| Directions |
Would you transcribe the line containing "Would you mind annotating the soldier's" and every line after it, through the end of the records below, exactly and with nothing else?

[Stored data entries]
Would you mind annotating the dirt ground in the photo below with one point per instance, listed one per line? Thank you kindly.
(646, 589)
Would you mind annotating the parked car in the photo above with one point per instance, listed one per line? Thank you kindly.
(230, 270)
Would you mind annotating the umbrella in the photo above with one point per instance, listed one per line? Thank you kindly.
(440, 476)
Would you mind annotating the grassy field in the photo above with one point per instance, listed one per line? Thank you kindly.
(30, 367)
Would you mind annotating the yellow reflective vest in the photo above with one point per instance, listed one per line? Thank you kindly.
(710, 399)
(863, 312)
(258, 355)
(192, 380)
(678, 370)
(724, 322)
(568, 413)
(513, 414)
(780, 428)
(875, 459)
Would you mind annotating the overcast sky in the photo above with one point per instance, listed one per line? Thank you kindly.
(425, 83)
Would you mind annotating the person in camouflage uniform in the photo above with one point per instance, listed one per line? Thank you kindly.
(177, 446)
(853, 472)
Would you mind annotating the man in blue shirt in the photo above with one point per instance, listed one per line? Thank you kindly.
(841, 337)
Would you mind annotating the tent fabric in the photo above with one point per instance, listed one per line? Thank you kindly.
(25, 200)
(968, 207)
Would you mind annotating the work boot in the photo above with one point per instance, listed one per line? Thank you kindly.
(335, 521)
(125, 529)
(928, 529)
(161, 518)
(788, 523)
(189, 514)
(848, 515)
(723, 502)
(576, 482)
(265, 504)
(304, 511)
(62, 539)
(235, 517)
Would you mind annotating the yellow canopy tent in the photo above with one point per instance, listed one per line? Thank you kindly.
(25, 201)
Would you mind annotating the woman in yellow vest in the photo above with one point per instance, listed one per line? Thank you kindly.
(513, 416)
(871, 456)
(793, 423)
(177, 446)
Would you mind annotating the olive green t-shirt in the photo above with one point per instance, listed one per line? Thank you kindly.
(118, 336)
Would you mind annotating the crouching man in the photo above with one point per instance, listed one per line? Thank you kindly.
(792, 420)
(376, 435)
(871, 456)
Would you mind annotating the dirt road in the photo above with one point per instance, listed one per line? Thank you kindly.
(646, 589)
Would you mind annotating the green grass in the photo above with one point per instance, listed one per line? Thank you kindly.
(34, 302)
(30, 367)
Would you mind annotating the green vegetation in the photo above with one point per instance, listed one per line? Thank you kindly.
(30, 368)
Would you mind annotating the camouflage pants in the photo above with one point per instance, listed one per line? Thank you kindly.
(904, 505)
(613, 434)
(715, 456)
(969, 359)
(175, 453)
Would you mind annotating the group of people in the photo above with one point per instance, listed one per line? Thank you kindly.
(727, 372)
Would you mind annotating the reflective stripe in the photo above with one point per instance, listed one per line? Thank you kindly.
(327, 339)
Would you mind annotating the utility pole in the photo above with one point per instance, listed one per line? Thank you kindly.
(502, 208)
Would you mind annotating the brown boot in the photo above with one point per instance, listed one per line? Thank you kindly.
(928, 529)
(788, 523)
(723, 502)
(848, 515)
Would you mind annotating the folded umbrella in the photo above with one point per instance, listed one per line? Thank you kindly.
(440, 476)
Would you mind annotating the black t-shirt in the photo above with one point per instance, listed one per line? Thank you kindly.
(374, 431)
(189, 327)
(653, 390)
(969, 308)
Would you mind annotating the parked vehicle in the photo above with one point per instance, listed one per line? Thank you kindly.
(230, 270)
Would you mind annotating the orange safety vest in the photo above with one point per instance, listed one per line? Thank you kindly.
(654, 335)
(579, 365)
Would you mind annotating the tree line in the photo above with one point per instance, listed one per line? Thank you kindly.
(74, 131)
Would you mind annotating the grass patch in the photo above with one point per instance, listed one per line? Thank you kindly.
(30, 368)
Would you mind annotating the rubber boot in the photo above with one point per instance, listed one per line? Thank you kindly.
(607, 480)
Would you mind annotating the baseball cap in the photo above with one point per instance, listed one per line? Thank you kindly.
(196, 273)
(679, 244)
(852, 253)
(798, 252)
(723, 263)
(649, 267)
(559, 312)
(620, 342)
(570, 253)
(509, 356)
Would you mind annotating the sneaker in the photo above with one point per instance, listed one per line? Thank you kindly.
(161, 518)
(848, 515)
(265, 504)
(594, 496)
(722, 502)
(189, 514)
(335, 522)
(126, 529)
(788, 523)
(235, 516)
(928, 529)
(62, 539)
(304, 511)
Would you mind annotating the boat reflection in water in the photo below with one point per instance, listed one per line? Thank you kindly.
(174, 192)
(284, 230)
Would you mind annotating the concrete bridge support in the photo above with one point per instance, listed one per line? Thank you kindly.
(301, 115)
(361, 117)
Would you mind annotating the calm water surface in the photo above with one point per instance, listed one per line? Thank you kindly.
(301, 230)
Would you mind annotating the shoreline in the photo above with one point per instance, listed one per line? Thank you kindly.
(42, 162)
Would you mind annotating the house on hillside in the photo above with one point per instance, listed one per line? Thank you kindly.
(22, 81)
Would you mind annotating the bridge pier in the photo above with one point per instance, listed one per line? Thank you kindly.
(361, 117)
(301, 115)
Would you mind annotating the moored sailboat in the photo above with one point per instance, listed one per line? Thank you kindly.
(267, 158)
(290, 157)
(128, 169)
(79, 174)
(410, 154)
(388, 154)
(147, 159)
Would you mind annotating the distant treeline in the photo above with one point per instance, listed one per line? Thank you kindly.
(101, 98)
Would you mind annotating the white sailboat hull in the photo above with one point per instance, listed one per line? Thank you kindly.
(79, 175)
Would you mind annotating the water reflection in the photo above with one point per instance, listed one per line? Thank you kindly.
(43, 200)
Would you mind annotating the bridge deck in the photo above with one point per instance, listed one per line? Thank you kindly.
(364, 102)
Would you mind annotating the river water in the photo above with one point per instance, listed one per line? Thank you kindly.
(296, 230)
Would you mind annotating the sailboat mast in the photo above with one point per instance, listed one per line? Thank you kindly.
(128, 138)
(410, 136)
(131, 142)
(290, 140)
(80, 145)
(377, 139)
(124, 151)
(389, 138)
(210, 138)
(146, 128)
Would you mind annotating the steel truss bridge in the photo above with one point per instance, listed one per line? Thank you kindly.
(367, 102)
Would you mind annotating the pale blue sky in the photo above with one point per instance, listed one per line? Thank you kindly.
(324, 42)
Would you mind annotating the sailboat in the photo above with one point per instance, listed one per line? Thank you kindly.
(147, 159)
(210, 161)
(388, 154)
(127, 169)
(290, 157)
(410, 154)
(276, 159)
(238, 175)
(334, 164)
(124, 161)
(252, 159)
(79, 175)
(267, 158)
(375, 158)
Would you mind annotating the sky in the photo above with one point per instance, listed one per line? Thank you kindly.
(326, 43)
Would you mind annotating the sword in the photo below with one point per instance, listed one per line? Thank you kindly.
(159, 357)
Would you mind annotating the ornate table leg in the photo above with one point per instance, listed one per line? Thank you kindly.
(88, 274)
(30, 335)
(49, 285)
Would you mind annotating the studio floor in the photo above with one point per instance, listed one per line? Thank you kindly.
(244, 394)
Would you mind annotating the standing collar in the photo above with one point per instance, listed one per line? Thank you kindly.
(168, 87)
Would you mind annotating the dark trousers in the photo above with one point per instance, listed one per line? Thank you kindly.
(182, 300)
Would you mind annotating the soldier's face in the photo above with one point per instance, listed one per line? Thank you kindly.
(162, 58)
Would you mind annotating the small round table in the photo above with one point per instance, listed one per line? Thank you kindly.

| Solution for this exercise |
Would you mind annotating the soldier's face in the photo above with one point per instance, listed one per line? Thank you kindly.
(162, 58)
Would you mind annotating the small round table in the photo above with one point per instance, listed one per line? Thank you kindly.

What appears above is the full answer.